So why can't perf count them all in the same group?

Please , can anyone enlighten me as to what is going on here ?

Why can't I count all of
( BRANCH_INSTRUCTIONS , BRANCH_MISSES ,
CACHE_REFERENCES, CACHE_MISSES
)
in the same Perf Event Group ?

Thanks in advance for any replies,
Best Regards,
Jason
/* Demonstration of Linux PERF bug:
* Linux is unable to count BRANCH_INSTRUCTIONS or BRANCH_MISSES
* in non-sampled mode.
*/

#include <sys/types.h>
#include <stdint.h>
#include <stdbool.h>
#include <unistd.h>
#include <sys/syscall.h>
#include <sys/ioctl.h>
#include <errno.h>
#include <string.h>
#include <stdio.h>
#include <linux/perf_event.h>

static int
perf_event_open
( struct perf_event_attr *hw_event, pid_t pid, int cpu, int group_fd, unsigned long flags )
{ int ret;
ret = (int) syscall(__NR_perf_event_open, hw_event, pid, cpu, group_fd, flags);
return ret;
}

int main( int argc, const char *const* argv)

* **SET EXERCISE**
Answer these questions about the perf forum post above:
1. Which four events does the writer want to count in the same Perf Event Group?
2. The comment at the top of the code says Linux can't count branch instructions or branch misses in what mode?
3. What call number does the perf_event_open function hand to syscall?

* **DATA SHOWN**
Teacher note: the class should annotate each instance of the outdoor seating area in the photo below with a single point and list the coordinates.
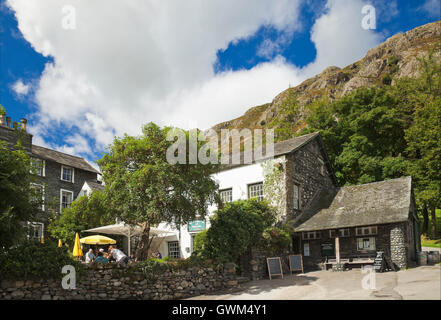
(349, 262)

* * *

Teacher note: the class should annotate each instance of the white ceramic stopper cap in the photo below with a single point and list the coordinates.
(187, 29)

* **RESPONSE TO THIS TASK**
1. BRANCH_INSTRUCTIONS, BRANCH_MISSES, CACHE_REFERENCES and CACHE_MISSES.
2. Non-sampled mode.
3. __NR_perf_event_open.